SHORT TASK | What is needed is the run of lines from the one with "Where can you find the wood floor" through the close of the data, set down exactly.

PROVIDED DATA |

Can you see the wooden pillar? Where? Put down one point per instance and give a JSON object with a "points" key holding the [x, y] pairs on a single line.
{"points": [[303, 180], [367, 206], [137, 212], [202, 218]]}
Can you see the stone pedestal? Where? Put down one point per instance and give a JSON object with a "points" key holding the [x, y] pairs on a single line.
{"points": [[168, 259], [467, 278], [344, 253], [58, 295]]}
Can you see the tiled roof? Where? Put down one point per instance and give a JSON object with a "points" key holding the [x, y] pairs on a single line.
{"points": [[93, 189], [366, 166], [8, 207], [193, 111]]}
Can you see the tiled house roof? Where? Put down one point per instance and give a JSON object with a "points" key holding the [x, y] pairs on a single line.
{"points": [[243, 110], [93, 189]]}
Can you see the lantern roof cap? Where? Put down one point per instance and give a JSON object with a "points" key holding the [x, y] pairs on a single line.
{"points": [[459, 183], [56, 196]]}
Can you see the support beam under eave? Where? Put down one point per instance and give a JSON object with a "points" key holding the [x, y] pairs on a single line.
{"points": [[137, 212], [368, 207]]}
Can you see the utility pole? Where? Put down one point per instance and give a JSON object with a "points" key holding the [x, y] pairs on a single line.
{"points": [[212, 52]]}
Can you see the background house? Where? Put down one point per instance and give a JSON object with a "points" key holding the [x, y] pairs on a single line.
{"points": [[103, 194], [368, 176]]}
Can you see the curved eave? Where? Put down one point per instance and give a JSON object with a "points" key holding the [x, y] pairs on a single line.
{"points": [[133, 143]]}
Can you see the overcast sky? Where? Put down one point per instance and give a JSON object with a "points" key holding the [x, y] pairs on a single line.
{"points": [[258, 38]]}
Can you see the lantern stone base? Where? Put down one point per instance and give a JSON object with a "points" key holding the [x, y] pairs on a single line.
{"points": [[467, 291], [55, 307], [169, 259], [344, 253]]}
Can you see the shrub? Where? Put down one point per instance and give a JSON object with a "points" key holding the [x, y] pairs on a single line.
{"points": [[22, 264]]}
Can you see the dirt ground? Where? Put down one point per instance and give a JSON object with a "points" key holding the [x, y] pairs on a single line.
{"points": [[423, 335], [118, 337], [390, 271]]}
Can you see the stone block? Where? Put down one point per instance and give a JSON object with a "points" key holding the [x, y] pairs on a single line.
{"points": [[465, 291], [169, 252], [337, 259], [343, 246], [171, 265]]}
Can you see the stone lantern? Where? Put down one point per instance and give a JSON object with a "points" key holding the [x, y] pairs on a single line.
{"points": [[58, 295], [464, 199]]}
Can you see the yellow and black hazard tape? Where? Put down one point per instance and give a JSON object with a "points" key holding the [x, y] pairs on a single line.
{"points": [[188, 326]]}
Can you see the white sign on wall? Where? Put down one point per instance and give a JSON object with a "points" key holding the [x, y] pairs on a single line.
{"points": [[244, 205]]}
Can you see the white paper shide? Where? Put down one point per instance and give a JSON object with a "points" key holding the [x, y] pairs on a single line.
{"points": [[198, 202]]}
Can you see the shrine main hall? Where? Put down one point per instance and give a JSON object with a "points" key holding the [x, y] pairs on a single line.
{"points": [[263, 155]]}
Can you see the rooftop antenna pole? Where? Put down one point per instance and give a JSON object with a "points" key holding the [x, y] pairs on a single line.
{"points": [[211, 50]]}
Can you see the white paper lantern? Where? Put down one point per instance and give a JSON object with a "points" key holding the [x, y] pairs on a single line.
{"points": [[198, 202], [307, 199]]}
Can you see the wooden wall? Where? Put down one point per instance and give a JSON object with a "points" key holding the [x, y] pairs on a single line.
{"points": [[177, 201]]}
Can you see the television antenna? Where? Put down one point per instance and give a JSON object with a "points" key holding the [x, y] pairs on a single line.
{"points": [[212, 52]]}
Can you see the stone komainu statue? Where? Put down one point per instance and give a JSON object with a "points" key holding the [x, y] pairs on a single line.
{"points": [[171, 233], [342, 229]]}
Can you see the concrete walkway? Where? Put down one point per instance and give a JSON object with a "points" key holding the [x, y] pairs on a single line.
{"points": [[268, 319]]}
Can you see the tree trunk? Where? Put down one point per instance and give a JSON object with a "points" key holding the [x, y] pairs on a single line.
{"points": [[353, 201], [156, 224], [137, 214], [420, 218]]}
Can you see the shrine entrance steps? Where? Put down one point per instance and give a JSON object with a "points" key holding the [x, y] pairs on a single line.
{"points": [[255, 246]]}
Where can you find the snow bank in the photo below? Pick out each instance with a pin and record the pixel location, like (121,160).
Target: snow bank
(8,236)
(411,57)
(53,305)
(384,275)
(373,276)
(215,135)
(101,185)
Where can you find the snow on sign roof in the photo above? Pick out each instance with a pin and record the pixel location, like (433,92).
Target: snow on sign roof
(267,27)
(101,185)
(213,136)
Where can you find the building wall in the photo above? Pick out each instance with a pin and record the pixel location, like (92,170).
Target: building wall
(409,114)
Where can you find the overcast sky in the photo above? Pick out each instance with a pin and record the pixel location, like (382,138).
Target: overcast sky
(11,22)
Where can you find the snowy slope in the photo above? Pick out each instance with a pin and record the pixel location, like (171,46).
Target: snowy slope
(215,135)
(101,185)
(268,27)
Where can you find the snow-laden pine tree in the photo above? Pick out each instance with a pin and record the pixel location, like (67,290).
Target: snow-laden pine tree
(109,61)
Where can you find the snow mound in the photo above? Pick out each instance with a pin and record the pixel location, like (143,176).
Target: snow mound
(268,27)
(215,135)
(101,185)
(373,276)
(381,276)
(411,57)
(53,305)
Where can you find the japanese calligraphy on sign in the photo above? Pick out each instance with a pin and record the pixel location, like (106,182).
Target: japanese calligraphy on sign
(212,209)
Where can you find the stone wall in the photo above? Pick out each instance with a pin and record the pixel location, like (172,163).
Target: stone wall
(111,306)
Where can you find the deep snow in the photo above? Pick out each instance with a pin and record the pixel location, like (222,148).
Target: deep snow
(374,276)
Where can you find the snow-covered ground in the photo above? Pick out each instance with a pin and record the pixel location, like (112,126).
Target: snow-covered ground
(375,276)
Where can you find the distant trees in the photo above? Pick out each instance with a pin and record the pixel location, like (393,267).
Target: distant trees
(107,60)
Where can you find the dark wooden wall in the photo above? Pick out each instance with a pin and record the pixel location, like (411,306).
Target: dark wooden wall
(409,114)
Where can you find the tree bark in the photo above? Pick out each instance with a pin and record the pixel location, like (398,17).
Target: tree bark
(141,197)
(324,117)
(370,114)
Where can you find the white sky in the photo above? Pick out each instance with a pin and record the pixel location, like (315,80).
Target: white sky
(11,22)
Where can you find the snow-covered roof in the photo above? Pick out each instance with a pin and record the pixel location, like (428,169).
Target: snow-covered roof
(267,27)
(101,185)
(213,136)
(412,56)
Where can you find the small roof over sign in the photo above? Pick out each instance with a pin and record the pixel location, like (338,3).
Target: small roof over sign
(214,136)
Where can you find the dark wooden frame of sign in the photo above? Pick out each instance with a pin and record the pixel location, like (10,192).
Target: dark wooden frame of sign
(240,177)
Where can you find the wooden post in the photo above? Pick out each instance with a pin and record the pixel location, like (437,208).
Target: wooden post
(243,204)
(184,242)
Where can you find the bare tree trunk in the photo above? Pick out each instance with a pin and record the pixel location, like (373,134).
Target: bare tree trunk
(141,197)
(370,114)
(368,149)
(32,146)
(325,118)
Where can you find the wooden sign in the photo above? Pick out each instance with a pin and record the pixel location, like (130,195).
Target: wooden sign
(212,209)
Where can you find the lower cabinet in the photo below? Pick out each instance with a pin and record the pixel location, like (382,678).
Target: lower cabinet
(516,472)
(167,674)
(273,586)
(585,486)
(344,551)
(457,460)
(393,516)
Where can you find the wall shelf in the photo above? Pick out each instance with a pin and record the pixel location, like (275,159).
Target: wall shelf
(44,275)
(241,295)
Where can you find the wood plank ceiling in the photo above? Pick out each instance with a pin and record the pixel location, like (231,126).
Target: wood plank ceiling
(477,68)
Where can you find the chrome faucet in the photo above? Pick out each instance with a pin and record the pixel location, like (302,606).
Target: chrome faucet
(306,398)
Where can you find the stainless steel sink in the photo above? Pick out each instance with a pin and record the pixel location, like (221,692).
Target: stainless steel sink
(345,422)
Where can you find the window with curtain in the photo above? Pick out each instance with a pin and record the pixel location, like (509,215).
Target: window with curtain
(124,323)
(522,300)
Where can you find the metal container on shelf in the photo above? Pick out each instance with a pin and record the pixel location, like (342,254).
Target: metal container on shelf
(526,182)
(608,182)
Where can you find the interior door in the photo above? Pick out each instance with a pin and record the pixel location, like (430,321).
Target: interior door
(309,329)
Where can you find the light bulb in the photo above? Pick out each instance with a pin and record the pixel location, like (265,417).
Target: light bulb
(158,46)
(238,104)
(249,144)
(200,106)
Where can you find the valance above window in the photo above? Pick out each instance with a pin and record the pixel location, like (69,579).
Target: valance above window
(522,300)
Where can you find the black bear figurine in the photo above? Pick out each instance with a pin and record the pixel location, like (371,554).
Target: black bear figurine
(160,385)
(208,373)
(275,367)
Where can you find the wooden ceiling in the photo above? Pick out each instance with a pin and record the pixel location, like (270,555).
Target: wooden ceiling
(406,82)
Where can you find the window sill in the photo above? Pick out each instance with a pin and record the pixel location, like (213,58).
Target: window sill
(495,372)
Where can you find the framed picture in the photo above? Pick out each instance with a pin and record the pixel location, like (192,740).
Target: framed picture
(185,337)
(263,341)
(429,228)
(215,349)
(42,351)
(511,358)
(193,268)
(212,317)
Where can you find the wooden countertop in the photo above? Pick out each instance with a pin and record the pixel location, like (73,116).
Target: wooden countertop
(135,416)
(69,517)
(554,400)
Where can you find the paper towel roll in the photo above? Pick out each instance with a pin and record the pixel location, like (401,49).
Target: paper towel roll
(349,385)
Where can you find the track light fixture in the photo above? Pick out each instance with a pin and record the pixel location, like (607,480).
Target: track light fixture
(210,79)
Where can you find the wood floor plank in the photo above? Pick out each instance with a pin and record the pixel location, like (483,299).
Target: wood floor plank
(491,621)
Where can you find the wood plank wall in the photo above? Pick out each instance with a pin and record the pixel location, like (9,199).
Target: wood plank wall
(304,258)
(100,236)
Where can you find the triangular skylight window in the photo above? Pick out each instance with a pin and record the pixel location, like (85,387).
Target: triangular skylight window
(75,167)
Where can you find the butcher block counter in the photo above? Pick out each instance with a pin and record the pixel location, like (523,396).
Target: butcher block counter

ANSWER TO THE PROBLEM |
Where can you find the wood floor plank in the photo above? Pick out each instance with a pin and record the pixel location, like (483,299).
Target: wood floor plank
(491,621)
Where can you find the wood plank wall in the photo above? Pick out each instance with a pin and record the pixel location, like (9,199).
Target: wood plank wall
(304,258)
(100,236)
Where can you find the triangular skylight window in the photo above? Pick out each instance with a pin and record the pixel location, like (85,387).
Target: triangular skylight window
(75,167)
Where can you find the butcher block counter in the photo above? Pick out each instance with a pin and record the pixel location, like (523,396).
Target: butcher block counter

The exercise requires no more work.